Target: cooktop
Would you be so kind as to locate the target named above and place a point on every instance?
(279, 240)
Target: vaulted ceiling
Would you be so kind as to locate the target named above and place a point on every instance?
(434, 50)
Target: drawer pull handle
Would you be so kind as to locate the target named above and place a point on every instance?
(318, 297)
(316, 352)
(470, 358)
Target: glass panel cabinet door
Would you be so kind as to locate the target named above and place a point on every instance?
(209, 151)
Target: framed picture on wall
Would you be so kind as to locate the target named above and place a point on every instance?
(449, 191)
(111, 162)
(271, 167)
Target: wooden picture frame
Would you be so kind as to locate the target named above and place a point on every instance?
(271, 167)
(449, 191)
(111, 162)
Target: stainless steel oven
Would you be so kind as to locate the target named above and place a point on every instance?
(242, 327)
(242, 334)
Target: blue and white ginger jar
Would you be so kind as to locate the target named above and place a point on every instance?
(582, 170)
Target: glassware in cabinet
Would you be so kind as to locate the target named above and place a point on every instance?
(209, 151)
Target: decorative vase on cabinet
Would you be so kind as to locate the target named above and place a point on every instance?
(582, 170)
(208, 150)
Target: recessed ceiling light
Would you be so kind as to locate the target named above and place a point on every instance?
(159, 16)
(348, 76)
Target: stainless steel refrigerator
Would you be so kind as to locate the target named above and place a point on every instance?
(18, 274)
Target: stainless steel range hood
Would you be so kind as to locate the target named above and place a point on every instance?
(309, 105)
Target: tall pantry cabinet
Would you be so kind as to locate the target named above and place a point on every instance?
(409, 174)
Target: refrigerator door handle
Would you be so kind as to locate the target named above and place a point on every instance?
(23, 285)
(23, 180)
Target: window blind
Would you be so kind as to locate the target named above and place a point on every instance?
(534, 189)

+===+

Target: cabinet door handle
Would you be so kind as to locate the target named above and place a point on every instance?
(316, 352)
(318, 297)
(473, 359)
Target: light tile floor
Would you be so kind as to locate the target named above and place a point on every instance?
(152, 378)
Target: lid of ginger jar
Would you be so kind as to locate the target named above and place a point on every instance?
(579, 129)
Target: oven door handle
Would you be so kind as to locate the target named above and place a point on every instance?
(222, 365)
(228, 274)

+===+

| Exercise task |
From the entries above, pick out and copy each line that contains the word "door".

| Solution below |
Target: glass panel cabinet door
Target: refrigerator door handle
Target: cabinet door handle
Target: oven door handle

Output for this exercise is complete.